## What you are asked to do
Leave the pictures out and reproduce, exactly, the lines from the one with "fixture in the photo above." through the end of the entries below.

## Data for this task
================================

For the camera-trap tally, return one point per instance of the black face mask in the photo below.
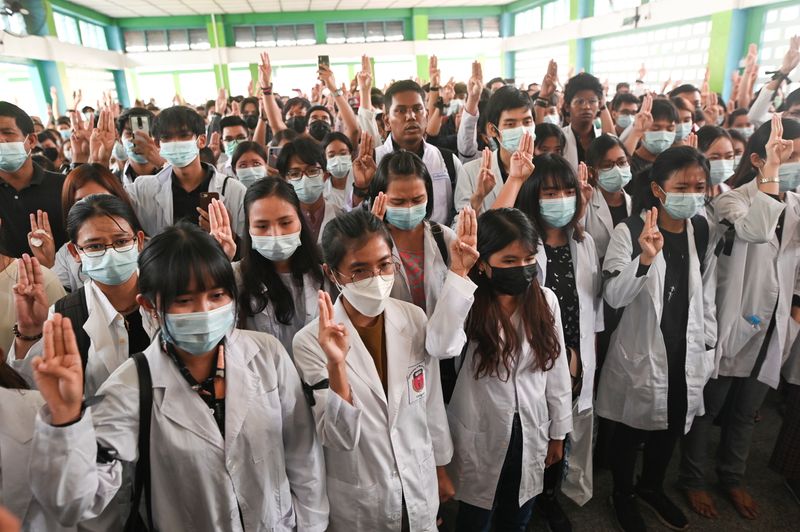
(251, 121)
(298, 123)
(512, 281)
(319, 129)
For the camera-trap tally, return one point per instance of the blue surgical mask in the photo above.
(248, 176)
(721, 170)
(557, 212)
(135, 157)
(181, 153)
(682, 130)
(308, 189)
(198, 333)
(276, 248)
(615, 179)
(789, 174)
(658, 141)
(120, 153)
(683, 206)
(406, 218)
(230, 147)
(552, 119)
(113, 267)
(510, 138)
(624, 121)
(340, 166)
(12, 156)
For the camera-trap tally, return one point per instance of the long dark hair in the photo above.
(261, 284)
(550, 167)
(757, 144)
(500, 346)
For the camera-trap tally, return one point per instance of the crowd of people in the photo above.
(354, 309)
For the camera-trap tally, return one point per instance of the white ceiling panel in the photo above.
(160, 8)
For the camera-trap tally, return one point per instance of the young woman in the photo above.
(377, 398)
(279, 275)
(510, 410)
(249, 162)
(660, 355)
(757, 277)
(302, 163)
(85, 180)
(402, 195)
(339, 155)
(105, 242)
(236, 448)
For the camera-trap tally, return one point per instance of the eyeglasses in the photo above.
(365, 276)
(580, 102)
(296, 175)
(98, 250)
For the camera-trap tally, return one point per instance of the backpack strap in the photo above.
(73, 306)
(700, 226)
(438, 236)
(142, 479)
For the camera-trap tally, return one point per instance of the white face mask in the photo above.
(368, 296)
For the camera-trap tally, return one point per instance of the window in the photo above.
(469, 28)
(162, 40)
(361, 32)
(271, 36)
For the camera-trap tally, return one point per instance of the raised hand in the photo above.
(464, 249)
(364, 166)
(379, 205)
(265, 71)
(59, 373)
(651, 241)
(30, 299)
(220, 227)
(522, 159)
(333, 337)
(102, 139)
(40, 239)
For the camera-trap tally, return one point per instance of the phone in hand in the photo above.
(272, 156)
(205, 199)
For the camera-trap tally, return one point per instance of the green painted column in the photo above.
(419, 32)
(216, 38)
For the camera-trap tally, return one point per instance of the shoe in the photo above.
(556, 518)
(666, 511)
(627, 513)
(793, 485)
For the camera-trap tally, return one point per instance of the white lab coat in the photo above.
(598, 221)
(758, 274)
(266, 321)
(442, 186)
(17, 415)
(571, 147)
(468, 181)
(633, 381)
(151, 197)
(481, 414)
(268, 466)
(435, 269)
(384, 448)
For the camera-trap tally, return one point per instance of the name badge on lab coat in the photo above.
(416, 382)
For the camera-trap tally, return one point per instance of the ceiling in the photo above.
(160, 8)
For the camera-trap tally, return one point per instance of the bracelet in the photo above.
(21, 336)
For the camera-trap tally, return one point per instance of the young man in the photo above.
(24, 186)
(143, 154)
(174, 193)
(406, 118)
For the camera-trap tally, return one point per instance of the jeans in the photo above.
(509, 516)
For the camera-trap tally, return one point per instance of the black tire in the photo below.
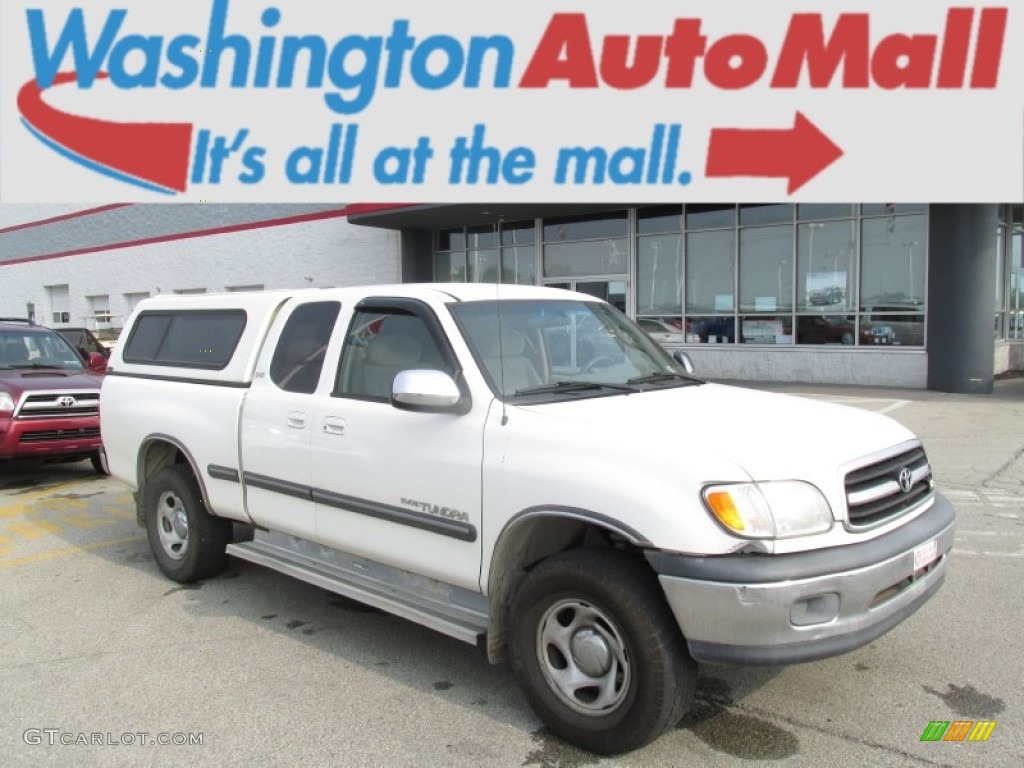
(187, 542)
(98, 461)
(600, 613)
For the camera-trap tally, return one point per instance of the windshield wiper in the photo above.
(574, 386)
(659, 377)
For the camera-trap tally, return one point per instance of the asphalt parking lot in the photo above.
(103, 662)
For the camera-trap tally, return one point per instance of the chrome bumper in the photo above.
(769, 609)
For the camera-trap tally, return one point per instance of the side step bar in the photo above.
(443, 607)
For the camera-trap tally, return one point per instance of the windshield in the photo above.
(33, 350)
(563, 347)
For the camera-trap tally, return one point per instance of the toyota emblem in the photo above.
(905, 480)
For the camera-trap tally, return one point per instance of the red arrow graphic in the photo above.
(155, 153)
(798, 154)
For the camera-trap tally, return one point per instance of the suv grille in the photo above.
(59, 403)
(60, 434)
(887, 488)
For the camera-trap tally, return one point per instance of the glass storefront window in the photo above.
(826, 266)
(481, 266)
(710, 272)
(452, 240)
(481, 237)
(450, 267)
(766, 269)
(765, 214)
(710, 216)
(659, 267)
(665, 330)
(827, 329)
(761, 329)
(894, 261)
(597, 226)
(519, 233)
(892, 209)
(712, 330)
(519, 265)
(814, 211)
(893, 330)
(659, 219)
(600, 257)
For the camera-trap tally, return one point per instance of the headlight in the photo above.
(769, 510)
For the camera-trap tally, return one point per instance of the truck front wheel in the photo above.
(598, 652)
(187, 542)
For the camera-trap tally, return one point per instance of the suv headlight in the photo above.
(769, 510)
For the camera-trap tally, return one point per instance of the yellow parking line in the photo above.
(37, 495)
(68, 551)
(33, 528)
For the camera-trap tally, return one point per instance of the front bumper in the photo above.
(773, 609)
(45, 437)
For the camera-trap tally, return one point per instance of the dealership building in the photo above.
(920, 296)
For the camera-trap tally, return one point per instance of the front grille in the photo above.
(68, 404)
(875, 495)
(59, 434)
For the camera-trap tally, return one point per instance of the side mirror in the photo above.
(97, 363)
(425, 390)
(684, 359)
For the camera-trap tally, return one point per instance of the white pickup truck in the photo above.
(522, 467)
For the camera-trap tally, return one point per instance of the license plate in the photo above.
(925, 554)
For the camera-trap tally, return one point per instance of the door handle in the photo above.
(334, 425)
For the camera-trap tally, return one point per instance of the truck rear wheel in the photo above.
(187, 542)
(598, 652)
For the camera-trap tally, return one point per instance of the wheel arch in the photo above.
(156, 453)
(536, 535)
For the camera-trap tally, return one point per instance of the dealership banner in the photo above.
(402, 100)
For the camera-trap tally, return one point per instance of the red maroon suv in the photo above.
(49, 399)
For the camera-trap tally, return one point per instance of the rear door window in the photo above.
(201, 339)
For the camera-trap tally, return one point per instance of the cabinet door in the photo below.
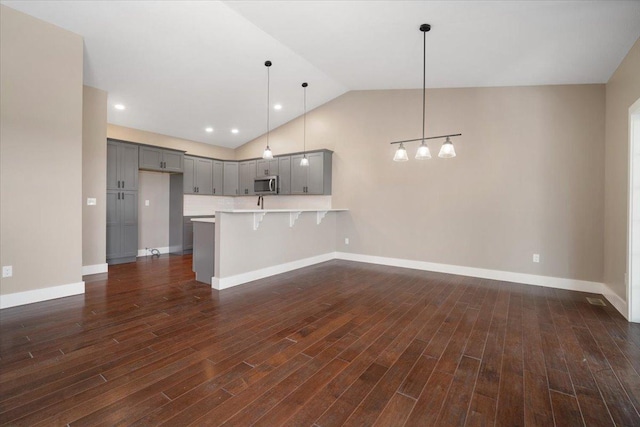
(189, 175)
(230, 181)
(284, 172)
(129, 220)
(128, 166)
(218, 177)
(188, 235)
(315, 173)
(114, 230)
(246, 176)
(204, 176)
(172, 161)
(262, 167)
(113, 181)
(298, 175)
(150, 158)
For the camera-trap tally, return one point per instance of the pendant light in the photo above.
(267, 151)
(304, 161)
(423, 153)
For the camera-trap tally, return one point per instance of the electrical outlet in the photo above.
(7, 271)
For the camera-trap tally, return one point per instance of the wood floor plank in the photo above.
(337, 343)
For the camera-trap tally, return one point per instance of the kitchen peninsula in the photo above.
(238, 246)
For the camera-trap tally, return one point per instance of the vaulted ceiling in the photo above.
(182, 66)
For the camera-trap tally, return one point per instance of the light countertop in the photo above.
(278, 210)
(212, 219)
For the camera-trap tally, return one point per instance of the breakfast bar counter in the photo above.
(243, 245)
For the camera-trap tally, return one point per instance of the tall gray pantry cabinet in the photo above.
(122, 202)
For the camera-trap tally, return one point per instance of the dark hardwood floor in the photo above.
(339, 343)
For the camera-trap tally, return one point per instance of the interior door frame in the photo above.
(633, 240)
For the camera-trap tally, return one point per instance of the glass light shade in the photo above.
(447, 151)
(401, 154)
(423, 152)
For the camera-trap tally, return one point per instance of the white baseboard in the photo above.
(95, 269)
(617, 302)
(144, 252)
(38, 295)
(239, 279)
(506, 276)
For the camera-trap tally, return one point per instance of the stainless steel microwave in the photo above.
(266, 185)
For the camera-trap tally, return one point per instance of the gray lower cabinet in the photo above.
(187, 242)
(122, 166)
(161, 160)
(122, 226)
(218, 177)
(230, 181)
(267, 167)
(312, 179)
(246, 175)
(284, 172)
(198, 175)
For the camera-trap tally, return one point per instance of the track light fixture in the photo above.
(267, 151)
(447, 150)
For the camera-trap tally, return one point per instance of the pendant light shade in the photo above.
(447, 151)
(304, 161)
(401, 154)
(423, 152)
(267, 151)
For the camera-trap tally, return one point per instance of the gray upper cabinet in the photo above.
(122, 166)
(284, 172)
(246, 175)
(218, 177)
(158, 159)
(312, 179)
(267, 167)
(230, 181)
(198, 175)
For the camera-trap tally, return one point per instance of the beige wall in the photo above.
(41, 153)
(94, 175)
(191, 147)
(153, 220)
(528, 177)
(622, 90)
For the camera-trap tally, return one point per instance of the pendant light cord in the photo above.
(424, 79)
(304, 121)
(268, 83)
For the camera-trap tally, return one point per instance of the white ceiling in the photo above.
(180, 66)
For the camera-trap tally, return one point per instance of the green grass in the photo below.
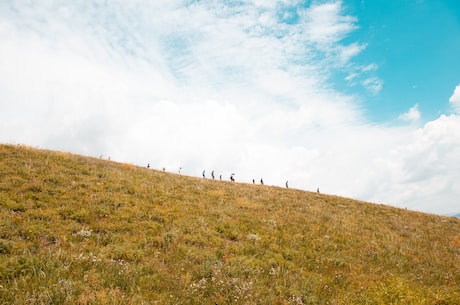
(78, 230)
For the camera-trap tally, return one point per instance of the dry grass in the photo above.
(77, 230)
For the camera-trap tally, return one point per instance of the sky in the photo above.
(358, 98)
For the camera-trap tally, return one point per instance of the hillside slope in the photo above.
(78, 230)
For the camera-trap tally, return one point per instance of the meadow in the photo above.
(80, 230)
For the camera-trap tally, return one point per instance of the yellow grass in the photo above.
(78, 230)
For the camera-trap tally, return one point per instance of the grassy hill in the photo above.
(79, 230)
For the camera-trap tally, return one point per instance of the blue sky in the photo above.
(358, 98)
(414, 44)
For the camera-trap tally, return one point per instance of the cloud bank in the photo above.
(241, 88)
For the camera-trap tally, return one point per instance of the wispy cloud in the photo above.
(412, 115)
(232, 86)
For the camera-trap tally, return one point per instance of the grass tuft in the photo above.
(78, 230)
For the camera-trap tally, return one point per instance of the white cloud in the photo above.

================================

## Exercise result
For the camera-trap tally, return one point per instance of the track light fixture in the photo above.
(267, 151)
(447, 150)
For the camera-trap tally, return one point per instance of the pendant light shade in the photo above.
(447, 151)
(304, 161)
(401, 154)
(423, 152)
(267, 151)
For the camera-trap tally, return one point per instance of the gray upper cabinet in the photo above.
(122, 166)
(284, 172)
(246, 175)
(218, 177)
(158, 159)
(312, 179)
(267, 167)
(230, 181)
(198, 175)
For the camera-trap tally, return one point per instance of the beige wall in the photo above.
(41, 153)
(94, 175)
(191, 147)
(153, 220)
(528, 177)
(622, 90)
For the camera-trap tally, return one point per instance of the pendant light cord in the photo above.
(424, 79)
(304, 121)
(268, 83)
For the camera-trap tally, return one point per instance of the white ceiling in the photo above.
(180, 66)
For the camera-trap tally, return one point per instance of the green grass in the photo below.
(78, 230)
For the camera-trap tally, return one point per instance of the dry grass in the photo above.
(77, 230)
For the camera-trap tally, return one point per instance of the sky in the photo above.
(358, 98)
For the camera-trap tally, return one point per instance of the hillside slope in the photo above.
(78, 230)
For the camera-trap tally, return one point per instance of the meadow in the photo above.
(80, 230)
For the camera-trap tally, return one point per instance of the yellow grass in the photo above.
(78, 230)
For the camera-trap tally, return one point per instance of the grassy hill in the photo above.
(79, 230)
For the camera-trap tally, return one point per instance of the blue sky in the photo above.
(358, 98)
(414, 44)
For the camera-trap tally, return one point per instance of the cloud bank in the photo above.
(241, 88)
For the camera-trap tally, return one point per instance of the wispy cloud in the photo above.
(412, 115)
(232, 86)
For the camera-trap tally, return one point per instance of the grass tuft in the photo above.
(78, 230)
For the camera-trap tally, return one point per instance of the white cloud in the photo above.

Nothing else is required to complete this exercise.